Stated exercise: Return each line in the entries below that contains the word "trousers", matching case exactly.

Excerpts from point annotation data
=====
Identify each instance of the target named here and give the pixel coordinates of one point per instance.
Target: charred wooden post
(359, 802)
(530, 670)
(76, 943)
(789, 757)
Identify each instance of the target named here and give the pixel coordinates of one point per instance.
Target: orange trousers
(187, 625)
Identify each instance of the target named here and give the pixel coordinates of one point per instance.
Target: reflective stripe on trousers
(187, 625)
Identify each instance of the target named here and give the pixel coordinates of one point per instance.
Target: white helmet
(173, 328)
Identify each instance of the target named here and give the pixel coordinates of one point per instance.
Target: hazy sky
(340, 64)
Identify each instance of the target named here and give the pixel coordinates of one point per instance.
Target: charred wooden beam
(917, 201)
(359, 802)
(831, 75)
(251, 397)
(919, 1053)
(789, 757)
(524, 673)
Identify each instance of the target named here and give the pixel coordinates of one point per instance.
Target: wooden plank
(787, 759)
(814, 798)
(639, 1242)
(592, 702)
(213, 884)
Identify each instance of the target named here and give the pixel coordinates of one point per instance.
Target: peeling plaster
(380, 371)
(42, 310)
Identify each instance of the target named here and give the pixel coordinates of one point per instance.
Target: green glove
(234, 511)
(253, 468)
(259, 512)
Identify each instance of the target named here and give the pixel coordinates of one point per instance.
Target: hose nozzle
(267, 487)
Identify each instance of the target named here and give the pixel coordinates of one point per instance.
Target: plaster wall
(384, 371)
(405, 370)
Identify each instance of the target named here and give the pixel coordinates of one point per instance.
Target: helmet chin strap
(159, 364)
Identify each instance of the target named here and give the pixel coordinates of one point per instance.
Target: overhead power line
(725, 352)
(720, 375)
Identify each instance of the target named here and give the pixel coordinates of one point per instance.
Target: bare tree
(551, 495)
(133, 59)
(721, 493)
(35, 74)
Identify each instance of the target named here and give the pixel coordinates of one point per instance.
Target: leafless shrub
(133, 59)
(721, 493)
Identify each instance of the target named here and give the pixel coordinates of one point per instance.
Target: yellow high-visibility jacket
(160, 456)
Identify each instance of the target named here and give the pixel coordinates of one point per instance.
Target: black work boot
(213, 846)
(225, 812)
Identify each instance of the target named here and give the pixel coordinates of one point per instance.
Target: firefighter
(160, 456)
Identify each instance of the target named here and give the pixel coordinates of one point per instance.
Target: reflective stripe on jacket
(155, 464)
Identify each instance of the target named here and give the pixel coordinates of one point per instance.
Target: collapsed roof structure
=====
The solution:
Target: orange trousers
Target: reflective stripe on trousers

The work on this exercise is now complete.